__Information given__.
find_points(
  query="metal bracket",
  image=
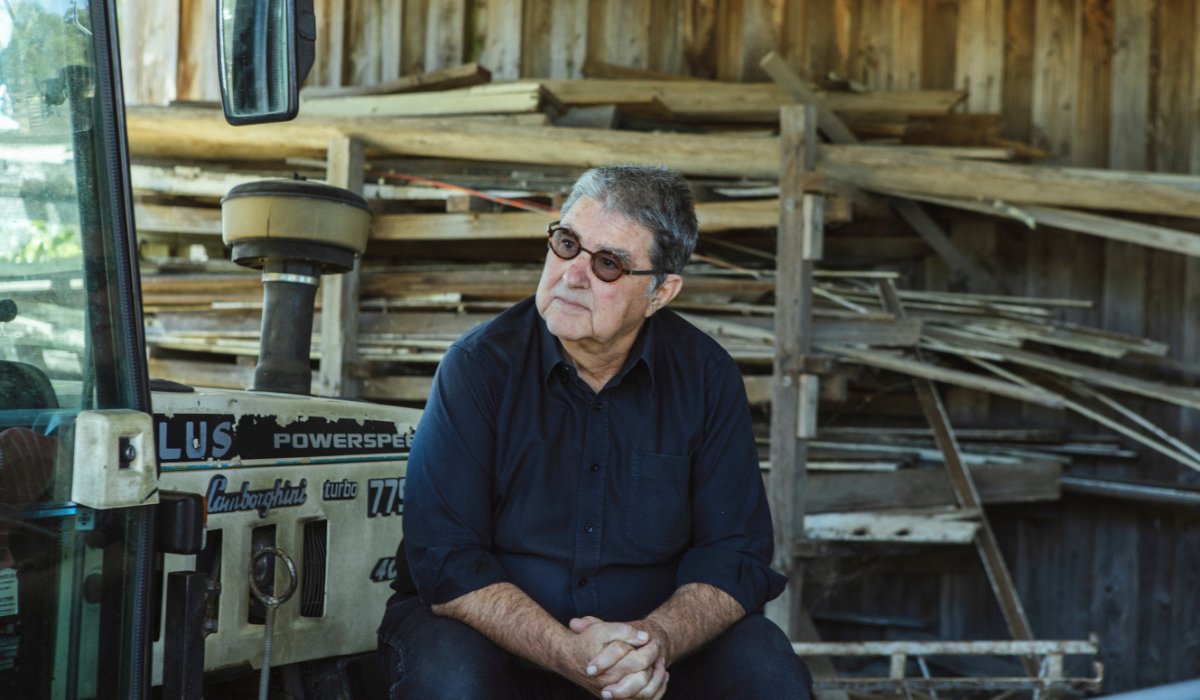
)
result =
(114, 460)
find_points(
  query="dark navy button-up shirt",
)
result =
(591, 503)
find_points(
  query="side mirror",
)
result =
(265, 49)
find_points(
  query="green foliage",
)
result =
(47, 243)
(42, 43)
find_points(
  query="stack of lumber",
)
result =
(443, 261)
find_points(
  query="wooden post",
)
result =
(340, 293)
(967, 496)
(793, 337)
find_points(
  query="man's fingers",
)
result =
(636, 660)
(628, 687)
(663, 690)
(619, 630)
(658, 684)
(610, 654)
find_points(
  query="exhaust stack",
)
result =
(294, 231)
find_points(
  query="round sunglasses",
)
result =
(605, 265)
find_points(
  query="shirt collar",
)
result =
(642, 352)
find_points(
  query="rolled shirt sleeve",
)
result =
(732, 536)
(448, 490)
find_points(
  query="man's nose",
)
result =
(577, 270)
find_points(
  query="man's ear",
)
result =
(665, 293)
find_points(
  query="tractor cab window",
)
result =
(64, 568)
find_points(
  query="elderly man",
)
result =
(585, 514)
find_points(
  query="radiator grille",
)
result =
(312, 578)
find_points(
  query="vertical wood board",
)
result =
(1056, 77)
(979, 54)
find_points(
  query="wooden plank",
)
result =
(907, 25)
(537, 34)
(445, 33)
(1095, 106)
(754, 102)
(622, 34)
(871, 58)
(391, 33)
(762, 31)
(912, 213)
(197, 67)
(412, 46)
(979, 54)
(935, 528)
(969, 498)
(1175, 107)
(729, 40)
(945, 375)
(1179, 395)
(879, 168)
(237, 376)
(328, 67)
(569, 40)
(832, 125)
(700, 30)
(927, 488)
(713, 216)
(149, 60)
(491, 99)
(363, 24)
(1132, 232)
(1018, 103)
(965, 268)
(177, 219)
(202, 133)
(1131, 84)
(340, 293)
(665, 52)
(498, 27)
(463, 76)
(793, 318)
(1056, 77)
(940, 46)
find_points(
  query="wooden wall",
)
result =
(1099, 83)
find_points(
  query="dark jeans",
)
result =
(427, 657)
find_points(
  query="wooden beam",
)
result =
(340, 293)
(204, 135)
(799, 91)
(1186, 396)
(918, 369)
(881, 169)
(928, 488)
(979, 279)
(969, 497)
(713, 216)
(490, 99)
(1157, 237)
(463, 76)
(793, 325)
(163, 219)
(747, 102)
(593, 69)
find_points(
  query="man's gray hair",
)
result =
(653, 196)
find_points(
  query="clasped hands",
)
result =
(617, 660)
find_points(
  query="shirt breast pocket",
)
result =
(658, 516)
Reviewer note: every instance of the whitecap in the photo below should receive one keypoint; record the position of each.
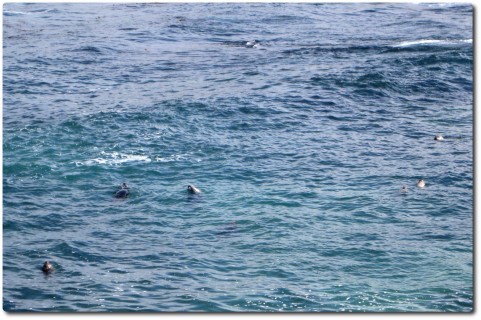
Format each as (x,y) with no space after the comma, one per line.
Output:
(114,158)
(14,13)
(431,42)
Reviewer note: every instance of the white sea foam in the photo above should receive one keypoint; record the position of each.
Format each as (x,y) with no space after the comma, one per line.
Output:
(114,158)
(14,13)
(174,157)
(431,42)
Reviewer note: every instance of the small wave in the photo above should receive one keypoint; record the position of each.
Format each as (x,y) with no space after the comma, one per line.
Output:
(14,13)
(175,157)
(431,42)
(114,158)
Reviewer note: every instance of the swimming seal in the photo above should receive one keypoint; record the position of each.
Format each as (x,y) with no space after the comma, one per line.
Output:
(252,44)
(192,190)
(421,183)
(123,192)
(47,267)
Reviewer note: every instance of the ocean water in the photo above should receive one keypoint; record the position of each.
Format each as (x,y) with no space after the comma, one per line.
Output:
(300,144)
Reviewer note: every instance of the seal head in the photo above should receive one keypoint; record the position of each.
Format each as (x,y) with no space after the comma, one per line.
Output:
(192,189)
(47,267)
(421,183)
(123,192)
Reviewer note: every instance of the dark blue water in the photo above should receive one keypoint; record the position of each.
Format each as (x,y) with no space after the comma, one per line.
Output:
(300,145)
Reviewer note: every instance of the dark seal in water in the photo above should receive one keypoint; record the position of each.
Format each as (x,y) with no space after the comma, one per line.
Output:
(123,192)
(47,267)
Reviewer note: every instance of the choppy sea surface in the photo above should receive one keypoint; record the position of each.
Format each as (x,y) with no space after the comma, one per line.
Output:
(300,143)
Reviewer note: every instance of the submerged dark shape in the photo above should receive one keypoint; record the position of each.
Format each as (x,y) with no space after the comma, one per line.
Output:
(47,267)
(230,228)
(123,192)
(192,189)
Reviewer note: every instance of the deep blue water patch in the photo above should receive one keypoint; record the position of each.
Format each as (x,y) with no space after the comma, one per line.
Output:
(300,144)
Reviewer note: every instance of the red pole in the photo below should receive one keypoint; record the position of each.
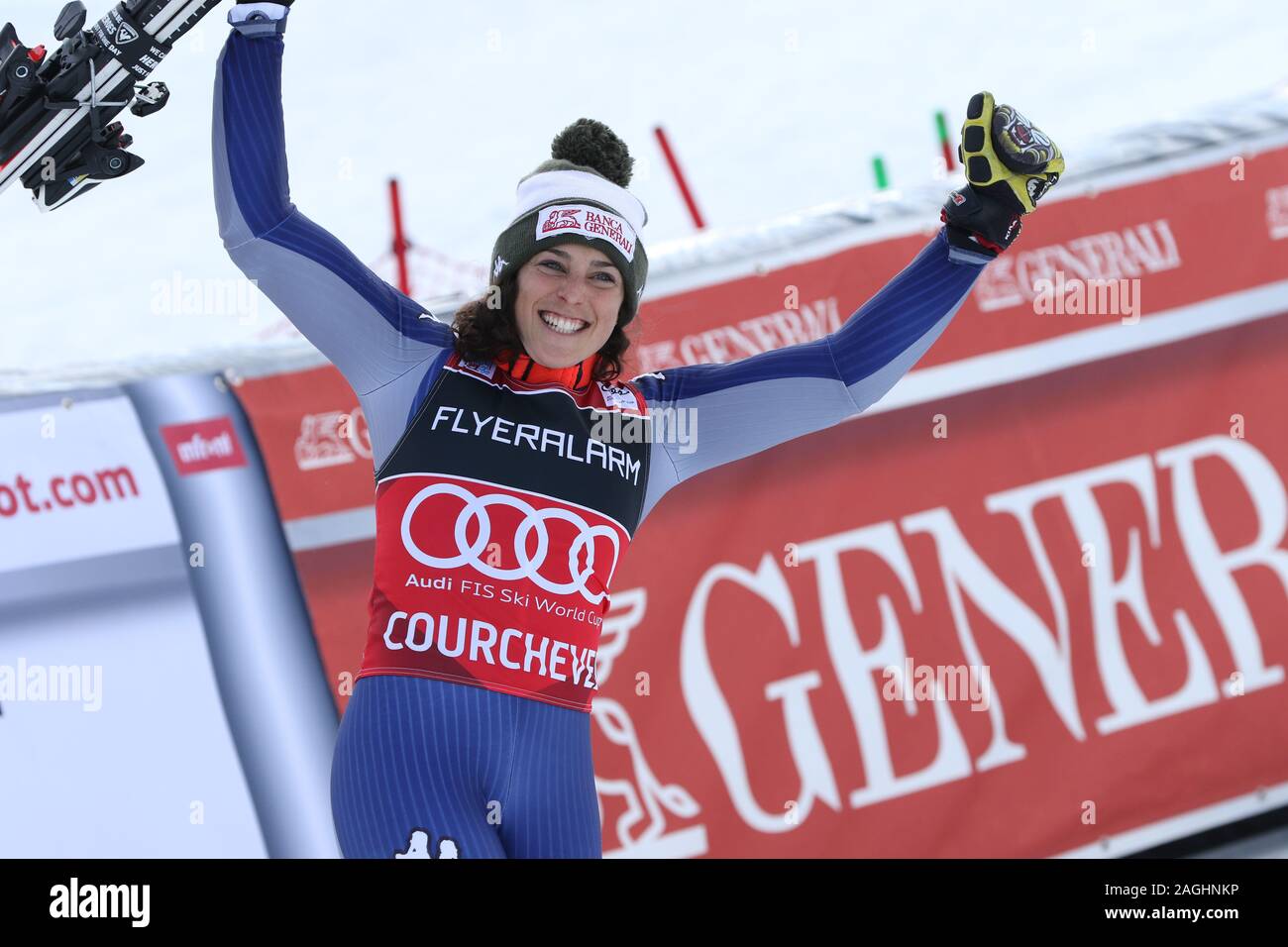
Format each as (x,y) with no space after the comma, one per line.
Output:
(399,243)
(679,178)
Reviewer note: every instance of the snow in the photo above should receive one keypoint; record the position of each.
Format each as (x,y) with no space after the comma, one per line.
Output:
(773,110)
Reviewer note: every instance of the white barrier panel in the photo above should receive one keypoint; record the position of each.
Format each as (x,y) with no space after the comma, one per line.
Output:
(76,483)
(112,732)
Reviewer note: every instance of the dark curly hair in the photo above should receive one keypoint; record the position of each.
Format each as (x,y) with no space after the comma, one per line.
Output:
(483,331)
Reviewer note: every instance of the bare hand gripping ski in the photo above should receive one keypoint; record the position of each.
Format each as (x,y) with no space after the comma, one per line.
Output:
(56,133)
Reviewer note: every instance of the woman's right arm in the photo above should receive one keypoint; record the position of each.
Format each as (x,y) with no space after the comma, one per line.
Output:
(370,331)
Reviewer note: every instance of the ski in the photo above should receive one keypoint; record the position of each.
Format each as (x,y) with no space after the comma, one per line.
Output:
(56,134)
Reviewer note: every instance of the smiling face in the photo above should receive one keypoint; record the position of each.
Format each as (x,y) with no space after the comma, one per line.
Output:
(567,305)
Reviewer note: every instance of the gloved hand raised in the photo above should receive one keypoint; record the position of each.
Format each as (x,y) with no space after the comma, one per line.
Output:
(1010,163)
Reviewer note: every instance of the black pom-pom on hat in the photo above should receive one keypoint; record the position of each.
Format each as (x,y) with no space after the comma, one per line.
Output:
(592,145)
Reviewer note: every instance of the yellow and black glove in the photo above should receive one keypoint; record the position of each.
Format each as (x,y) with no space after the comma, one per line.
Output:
(1010,163)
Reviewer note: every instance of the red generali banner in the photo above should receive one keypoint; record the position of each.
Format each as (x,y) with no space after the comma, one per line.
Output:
(1005,621)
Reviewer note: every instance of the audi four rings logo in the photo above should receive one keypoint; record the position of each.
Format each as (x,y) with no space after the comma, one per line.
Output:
(533,521)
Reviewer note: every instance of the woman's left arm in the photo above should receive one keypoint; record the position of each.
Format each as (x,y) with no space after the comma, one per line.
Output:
(751,405)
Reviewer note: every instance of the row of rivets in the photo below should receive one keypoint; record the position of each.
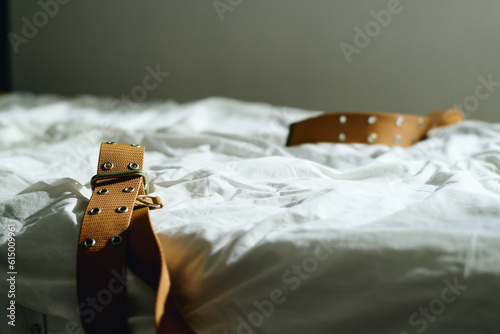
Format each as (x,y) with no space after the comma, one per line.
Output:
(113,142)
(115,241)
(105,191)
(120,209)
(109,165)
(371,138)
(373,120)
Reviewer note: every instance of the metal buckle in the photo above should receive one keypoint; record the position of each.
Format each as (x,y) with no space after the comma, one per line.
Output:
(104,176)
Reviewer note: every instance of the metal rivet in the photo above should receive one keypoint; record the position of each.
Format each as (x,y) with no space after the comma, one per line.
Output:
(372,119)
(35,329)
(95,211)
(116,240)
(107,165)
(133,165)
(89,242)
(399,121)
(121,209)
(372,137)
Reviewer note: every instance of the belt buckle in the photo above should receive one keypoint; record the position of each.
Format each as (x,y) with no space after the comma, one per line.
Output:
(140,172)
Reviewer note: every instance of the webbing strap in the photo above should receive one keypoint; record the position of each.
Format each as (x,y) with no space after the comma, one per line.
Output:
(369,127)
(116,232)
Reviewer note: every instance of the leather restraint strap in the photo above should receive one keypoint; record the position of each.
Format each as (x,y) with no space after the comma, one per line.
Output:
(369,127)
(116,233)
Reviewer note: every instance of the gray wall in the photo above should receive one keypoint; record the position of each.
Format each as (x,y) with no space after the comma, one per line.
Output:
(431,55)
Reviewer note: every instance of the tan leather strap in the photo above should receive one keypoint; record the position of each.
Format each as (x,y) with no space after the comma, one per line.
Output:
(369,127)
(116,232)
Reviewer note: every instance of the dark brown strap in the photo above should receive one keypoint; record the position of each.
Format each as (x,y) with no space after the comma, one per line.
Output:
(369,127)
(116,232)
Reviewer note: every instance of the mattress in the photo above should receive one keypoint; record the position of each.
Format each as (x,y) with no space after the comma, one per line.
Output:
(259,237)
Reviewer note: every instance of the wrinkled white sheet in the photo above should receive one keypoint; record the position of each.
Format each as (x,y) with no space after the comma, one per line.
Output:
(260,238)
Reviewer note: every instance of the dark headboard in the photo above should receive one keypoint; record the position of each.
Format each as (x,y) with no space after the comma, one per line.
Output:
(4,48)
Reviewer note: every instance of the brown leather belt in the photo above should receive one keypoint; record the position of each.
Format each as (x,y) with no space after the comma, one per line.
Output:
(116,233)
(369,127)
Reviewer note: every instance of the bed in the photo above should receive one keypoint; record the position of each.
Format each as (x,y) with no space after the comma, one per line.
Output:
(259,237)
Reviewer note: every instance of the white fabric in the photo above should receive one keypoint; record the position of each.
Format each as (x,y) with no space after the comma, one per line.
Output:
(260,238)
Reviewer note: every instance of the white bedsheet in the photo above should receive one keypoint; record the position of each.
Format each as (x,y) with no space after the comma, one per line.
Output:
(260,238)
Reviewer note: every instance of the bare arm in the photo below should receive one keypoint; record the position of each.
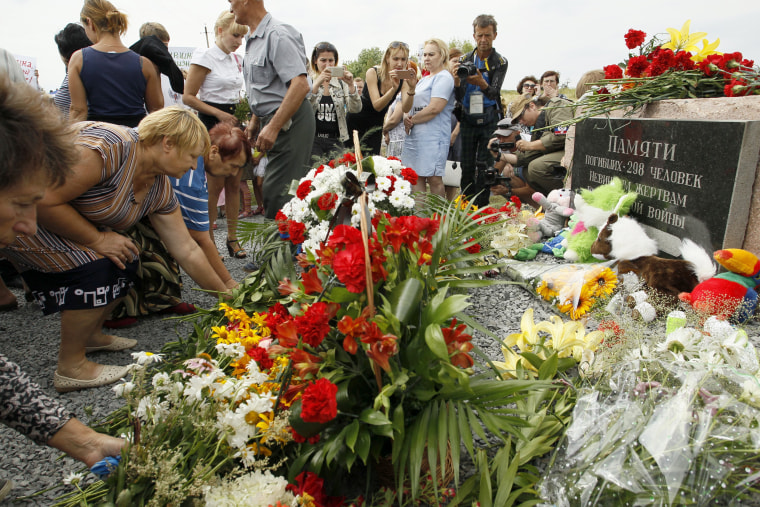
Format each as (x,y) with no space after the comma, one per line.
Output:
(154,98)
(195,78)
(380,101)
(173,232)
(294,97)
(56,214)
(212,254)
(78,108)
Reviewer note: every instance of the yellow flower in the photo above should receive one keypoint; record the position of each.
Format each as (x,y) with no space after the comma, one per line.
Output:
(563,334)
(683,40)
(601,282)
(545,291)
(529,337)
(707,50)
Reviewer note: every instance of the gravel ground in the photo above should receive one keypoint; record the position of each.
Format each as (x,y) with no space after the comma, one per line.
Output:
(31,340)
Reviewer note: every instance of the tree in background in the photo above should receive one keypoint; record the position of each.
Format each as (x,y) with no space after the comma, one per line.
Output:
(366,59)
(465,45)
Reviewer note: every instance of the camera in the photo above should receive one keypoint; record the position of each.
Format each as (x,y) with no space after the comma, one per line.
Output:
(497,146)
(466,69)
(492,177)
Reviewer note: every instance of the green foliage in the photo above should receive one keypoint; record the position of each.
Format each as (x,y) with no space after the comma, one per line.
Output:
(464,44)
(367,58)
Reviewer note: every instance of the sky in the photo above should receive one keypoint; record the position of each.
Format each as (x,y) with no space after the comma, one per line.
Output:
(535,36)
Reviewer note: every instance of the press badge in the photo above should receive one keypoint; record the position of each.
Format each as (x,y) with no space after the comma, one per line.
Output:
(476,103)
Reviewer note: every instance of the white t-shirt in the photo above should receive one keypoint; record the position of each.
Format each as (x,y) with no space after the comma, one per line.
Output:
(225,81)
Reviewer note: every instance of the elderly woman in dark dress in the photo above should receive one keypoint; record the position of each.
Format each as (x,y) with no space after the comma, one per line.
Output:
(28,122)
(79,262)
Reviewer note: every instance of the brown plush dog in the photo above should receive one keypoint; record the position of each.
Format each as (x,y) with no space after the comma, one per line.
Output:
(623,239)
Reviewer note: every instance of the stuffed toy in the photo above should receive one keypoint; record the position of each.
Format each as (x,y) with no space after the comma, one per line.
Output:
(557,208)
(623,239)
(592,209)
(731,295)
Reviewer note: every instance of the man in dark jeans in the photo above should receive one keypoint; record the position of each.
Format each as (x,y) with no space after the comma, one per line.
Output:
(478,79)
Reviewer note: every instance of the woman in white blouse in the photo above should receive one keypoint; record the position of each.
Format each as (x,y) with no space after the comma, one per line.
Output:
(213,89)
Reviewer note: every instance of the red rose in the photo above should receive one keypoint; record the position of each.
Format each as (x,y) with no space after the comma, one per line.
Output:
(318,403)
(613,72)
(327,201)
(634,38)
(637,65)
(314,325)
(303,189)
(296,231)
(409,175)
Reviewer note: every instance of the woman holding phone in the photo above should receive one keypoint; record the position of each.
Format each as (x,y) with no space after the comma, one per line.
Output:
(381,87)
(331,97)
(428,122)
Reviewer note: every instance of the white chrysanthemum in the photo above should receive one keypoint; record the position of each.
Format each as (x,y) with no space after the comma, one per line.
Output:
(403,186)
(161,381)
(146,358)
(683,343)
(233,350)
(234,429)
(256,488)
(123,388)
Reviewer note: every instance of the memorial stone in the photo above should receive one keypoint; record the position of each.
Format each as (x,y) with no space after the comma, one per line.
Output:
(694,178)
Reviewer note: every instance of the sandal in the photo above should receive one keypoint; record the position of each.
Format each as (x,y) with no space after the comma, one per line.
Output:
(238,252)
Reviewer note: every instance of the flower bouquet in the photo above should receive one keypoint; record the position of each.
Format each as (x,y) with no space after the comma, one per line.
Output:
(669,69)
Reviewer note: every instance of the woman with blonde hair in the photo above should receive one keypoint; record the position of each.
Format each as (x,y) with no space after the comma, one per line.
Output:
(80,263)
(331,98)
(213,88)
(428,122)
(380,88)
(107,81)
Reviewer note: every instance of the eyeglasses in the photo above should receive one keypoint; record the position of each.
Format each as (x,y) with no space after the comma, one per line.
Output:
(325,46)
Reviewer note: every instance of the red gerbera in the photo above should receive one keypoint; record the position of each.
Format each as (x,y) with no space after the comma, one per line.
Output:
(634,38)
(318,403)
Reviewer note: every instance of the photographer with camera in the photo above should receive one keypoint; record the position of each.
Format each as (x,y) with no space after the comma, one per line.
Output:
(479,76)
(535,166)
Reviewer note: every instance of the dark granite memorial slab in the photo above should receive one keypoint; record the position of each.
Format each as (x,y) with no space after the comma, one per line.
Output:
(694,178)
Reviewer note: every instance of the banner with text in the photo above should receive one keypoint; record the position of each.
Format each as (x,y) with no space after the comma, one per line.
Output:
(694,178)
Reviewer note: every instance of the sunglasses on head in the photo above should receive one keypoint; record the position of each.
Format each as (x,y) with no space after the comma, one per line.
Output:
(325,46)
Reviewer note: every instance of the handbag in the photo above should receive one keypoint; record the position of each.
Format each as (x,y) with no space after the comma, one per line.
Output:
(453,175)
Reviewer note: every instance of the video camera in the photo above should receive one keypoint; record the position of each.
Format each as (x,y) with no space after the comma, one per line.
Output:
(466,69)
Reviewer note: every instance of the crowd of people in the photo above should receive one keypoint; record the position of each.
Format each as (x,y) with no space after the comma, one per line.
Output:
(127,173)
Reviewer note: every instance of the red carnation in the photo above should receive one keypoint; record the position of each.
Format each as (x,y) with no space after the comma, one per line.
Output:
(296,232)
(303,189)
(637,65)
(634,38)
(314,325)
(613,72)
(318,404)
(327,201)
(261,356)
(409,175)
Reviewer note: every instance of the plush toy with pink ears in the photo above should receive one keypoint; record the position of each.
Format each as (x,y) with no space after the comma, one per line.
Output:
(731,295)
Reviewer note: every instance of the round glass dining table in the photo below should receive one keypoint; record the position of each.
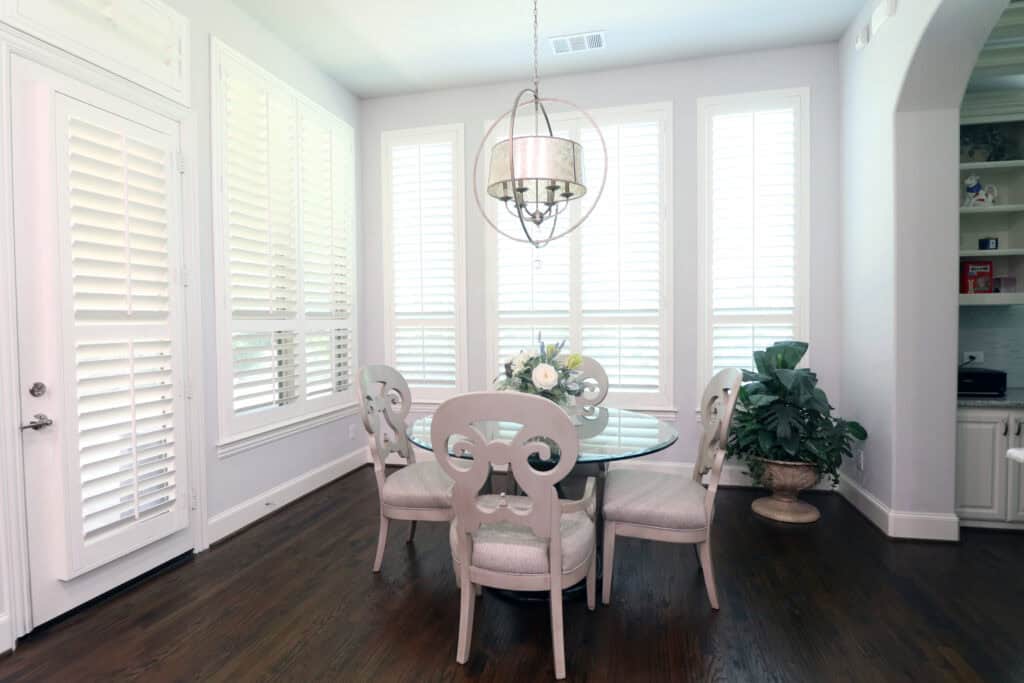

__Task brief__.
Every line above in which the word "gray" is present must be copied into the answer.

__Solution below__.
  query="man's gray hair",
Reviewer note: every instance of the gray wall in the photo above should receive one keypoint; record the position of each.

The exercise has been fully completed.